Source text:
Missing ‘modern stone-age’ boy found after 45 years when mum Betty spots him on BBC News
Anxious parents Betty and Barney Rubble had long given up hope of finding their son Bamm Bamm after he went missing from their Bedrock home in the 1970s. But as Betty tuned into BBC News to see how the UK general election was going, she got a shock. Her son was not only alive, but now the UK Foreign Secretary, going by the name Boris Johnson.
It was the morning of Dec 3 1972, when the Rubbles went to wake their 6-year-old son Bamm Bamm. But the boy wasn’t in his bed, or the house, or anywhere in the Bedrock community. Neighbour Wilma Flintstone said at the time:
It’s just the worst kind of tragedy.
The Rubbles adopted Bamm Bamm when he was left on their doorstep like a bottle of milk. And they’ve grown to love him as much as any parents love their son. He is a real tyke.
He and our daughter Pebbles are inseparable. I literally have no idea how to break it to her that we can’t find him, and don’t know when she can play with him again.
After months of dead ends, the case went cold. The Rubbles and the town of Bedrock were forced to move on with their lives.

Work to complete:
1) According to the missing-boy story, why had Betty tuned in to BBC News when she spotted her son? Explain in one to three sentences.
2) In the missing-boy story, on what morning did the Rubbles find that Bamm Bamm was gone?
3) Return the passage of the missing-boy story from "He and our daughter" to "with their lives.".

Excerpted data:

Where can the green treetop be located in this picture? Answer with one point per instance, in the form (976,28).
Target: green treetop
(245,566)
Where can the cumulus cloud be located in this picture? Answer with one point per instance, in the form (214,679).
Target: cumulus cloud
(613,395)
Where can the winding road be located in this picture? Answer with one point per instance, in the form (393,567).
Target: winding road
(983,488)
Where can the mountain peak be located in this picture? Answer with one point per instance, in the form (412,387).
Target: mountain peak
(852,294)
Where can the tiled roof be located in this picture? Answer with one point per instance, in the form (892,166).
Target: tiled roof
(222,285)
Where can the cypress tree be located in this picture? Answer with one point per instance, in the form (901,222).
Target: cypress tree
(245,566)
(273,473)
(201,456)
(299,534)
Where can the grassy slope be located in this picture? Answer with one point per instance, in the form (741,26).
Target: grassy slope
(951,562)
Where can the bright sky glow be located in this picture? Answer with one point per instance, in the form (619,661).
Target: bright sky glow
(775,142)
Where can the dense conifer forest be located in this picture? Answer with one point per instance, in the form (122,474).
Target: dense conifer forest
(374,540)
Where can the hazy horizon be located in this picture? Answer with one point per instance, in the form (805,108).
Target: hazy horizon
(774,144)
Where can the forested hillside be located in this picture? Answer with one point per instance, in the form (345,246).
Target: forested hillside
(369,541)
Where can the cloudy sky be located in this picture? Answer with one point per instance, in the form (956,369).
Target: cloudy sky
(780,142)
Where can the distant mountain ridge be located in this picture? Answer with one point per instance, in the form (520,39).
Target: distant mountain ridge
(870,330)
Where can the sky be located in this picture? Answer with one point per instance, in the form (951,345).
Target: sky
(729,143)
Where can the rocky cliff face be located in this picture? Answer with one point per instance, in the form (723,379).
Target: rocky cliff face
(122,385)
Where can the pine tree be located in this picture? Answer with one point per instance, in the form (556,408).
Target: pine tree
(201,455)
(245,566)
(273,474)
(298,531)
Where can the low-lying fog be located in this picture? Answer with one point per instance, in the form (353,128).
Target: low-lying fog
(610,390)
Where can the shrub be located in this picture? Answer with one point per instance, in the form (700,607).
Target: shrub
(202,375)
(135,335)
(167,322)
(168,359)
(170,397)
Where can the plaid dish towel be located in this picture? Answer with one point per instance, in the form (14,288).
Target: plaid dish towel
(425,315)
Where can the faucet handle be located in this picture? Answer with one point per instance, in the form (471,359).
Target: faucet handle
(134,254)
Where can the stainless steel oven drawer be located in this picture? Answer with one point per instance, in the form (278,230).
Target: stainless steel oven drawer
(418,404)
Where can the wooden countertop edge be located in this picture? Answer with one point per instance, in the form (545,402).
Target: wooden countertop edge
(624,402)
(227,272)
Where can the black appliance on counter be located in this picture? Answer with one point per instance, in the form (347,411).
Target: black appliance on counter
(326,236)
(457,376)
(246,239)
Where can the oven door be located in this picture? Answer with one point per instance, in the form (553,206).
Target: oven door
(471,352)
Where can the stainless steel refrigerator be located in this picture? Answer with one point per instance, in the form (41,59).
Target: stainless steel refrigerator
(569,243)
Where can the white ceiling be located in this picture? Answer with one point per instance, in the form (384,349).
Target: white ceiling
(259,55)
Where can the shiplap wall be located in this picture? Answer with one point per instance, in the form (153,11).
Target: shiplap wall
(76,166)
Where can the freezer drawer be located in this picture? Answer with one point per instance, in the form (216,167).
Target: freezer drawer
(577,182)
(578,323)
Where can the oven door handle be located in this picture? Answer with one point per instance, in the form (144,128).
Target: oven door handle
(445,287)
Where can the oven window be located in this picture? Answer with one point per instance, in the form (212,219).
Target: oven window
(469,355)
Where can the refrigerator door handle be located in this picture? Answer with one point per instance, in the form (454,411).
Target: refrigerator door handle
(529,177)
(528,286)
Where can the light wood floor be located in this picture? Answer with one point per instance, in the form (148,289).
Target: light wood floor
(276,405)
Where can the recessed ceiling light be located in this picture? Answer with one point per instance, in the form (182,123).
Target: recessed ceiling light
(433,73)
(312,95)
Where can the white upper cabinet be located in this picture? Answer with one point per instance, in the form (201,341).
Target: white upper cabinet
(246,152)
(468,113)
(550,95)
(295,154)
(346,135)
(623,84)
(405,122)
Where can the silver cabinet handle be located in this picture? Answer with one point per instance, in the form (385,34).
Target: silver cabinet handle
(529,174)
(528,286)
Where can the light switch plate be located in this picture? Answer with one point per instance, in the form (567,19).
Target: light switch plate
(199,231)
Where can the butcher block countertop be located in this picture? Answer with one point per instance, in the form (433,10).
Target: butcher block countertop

Replies:
1) Betty had tuned in to BBC News to see how the UK general election was going. While watching, she discovered that her son was alive and was now the UK Foreign Secretary.

2) The morning of Dec 3 1972.

3)
He and our daughter Pebbles are inseparable. I literally have no idea how to break it to her that we can’t find him, and don’t know when she can play with him again.
After months of dead ends, the case went cold. The Rubbles and the town of Bedrock were forced to move on with their lives.